Everything from the line containing "of the mountain" to the close of the listing below should be retyped exactly, and nothing before it.

-------

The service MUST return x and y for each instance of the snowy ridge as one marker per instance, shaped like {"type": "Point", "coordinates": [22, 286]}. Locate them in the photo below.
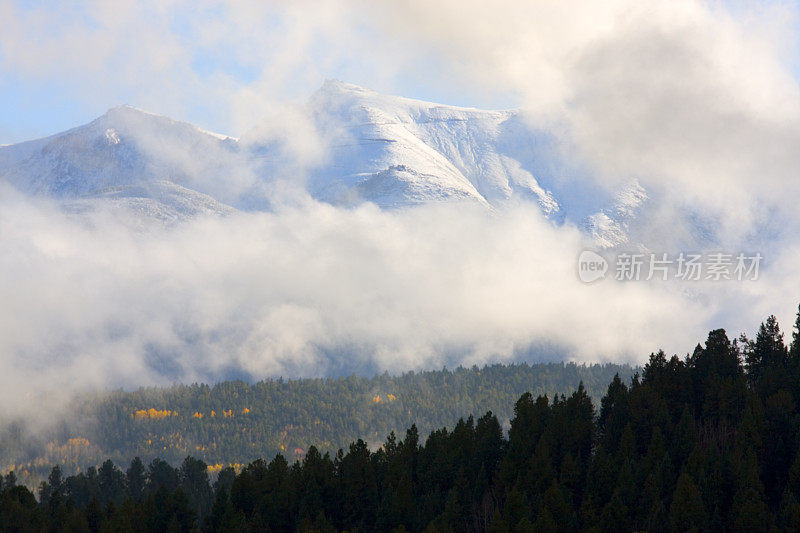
{"type": "Point", "coordinates": [392, 151]}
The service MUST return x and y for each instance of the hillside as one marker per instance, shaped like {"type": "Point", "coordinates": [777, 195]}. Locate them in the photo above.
{"type": "Point", "coordinates": [234, 422]}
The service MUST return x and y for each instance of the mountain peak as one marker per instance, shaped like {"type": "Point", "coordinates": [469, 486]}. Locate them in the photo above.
{"type": "Point", "coordinates": [339, 86]}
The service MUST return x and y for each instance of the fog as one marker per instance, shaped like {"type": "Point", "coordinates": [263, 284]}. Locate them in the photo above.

-------

▶ Answer box:
The service MUST return x and y for each instance of the mountain peak as one marker per instance, shaped like {"type": "Point", "coordinates": [469, 486]}. Locate them in the photo above.
{"type": "Point", "coordinates": [339, 86]}
The service MUST return x and y for each instance of the fog as one marker per instance, shaped like {"type": "Point", "coordinates": [263, 284]}. Locate them in the photo above.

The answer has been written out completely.